Si cela ne change en rien la perspective de globalisation économique et idéologique, une Chine au premier plan accélérerait sans doute le processus.
 

Le TPP survivra-t-il « grâce » à Pékin ?

 
La Chine devrait sérieusement repenser sa stratégie pour adhérer au Partenariat Trans-Pacifique (TPP). Car la probable défection des Etats-Unis sous l’égide de Donald Trump pourrait engendrer une renégociation de l’accord de libre-échange par les pays signataires. Le TPP avec un partenaire comme la Chine, le pays commerçant le plus important du monde, ne pourra que mieux s’en porter…
 
C’est la nouvelle attitude chinoise défendue par l’éditorialiste du Gobal Times. Une perspective qu’il est loin d’être le seul à partager – évidemment puisque c’est un media officiel. Jeudi, le ministre du Commerce a déclaré que la Chine devait avoir une attitude ouverte à l’égard des accords commerciaux régionaux. Un rapport de recherche de l’Académie chinoise des sciences sociales a même suggéré que la présence économique et l’influence de la Chine parmi les pays membres du TPP pouvaient en fait dépasser celle des États-Unis en termes d’échelle de commerce…
 
Bien sûr, le Global Times précise que la Chine envisagerait d’adhérer au TPP si certaines normes des chapitres concernant les entreprises publiques et la main-d’œuvre étaient modifiées. Mais elle pourrait aussi, quant à elle, mettre en œuvre diverses réformes internes pour satisfaire aux normes élevées de l’accord commercial.

» DONNÉES FOURNIES:
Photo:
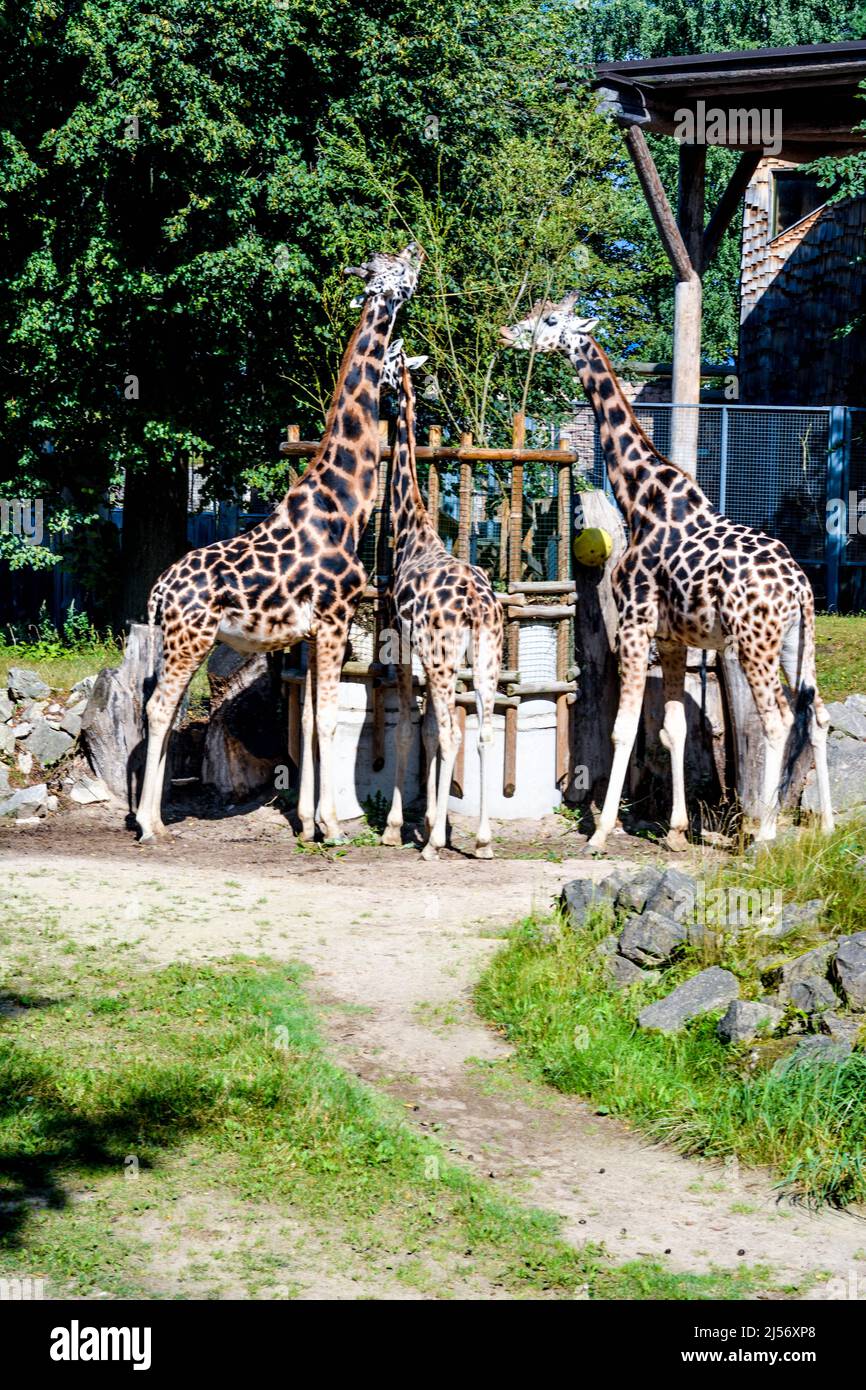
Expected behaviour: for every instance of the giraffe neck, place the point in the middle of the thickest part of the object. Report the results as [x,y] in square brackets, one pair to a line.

» TRAVAIL À FAIRE:
**1.** Les phrases suivantes sont-elles d'accord avec le texte sur le TPP ? Pour chacune, répondez oui ou non et citez les mots du texte qui le montrent. (a) Le ministre du Commerce a pris la parole un jeudi. (b) Le texte présente la Chine comme le pays commerçant le plus important du monde. (c) D'après le Global Times, la Chine rejoindrait le TPP sans aucune condition.
**2.** Dans le texte sur le TPP, quel organisme a publié le rapport de recherche sur la présence économique de la Chine parmi les pays membres ?
**3.** Recopiez le passage du texte sur le TPP qui commence par les mots « Bien sûr, le » et se termine par « de l’accord commercial. ».

» CORRIGÉ:
**1.**
(a) Oui : « Jeudi, le ministre du Commerce a déclaré que la Chine devait avoir une attitude ouverte à l’égard des accords commerciaux régionaux. »
(b) Oui : « la Chine, le pays commerçant le plus important du monde »
(c) Non : « la Chine envisagerait d’adhérer au TPP si certaines normes des chapitres concernant les entreprises publiques et la main-d’œuvre étaient modifiées »

**2.** L’Académie chinoise des sciences sociales.

**3.**
Bien sûr, le Global Times précise que la Chine envisagerait d’adhérer au TPP si certaines normes des chapitres concernant les entreprises publiques et la main-d’œuvre étaient modifiées. Mais elle pourrait aussi, quant à elle, mettre en œuvre diverses réformes internes pour satisfaire aux normes élevées de l’accord commercial.